### [What you will do]
Write out each line of the rows below as a numbered list, omitting any blank lines.

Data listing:
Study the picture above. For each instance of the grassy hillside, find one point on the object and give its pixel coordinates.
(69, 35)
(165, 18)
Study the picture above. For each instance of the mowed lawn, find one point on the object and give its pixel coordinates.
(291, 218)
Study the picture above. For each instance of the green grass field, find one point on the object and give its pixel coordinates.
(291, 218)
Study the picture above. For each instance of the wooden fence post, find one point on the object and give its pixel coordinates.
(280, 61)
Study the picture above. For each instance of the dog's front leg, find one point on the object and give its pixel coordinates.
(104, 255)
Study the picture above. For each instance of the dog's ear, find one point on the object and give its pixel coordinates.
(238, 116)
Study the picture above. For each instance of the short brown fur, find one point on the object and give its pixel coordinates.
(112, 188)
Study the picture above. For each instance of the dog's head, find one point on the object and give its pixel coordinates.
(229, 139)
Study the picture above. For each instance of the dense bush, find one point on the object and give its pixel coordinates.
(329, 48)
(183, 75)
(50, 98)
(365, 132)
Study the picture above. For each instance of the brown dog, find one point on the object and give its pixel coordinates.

### [Solution to the exercise]
1. Study the picture above. For each instance of the grassy hillside, find one point on the object and give its pixel coordinates.
2. (69, 35)
3. (165, 18)
4. Study the picture above. For each instance of the mowed lawn, find one point on the object and give its pixel coordinates.
5. (291, 218)
6. Study the picture above. For each instance of the green grass field, find one point on the object and give its pixel coordinates.
7. (291, 218)
8. Study the picture above. For each instance of the wooden fence post, find one point on the object and give its pixel coordinates.
9. (280, 61)
10. Study the picture above. For each instance of the dog's front leg, find one point on the object and give its pixel coordinates.
11. (104, 255)
12. Study the picture above. For each instance of the dog's ear, find one point on the object and give its pixel coordinates.
13. (238, 116)
14. Study the picture above. For each instance of the short brown fur, find one point on the object and give its pixel coordinates.
15. (112, 188)
16. Study the picture above. For each instance of the dog's head, find one point on the object and give its pixel coordinates.
17. (229, 139)
18. Study the picture above. For each instance of the dense bush, find one point on the object and give its pixel coordinates.
19. (329, 48)
20. (183, 75)
21. (50, 98)
22. (365, 132)
23. Study the picture above. For each instance of the brown dog, find one point on the object and give its pixel coordinates.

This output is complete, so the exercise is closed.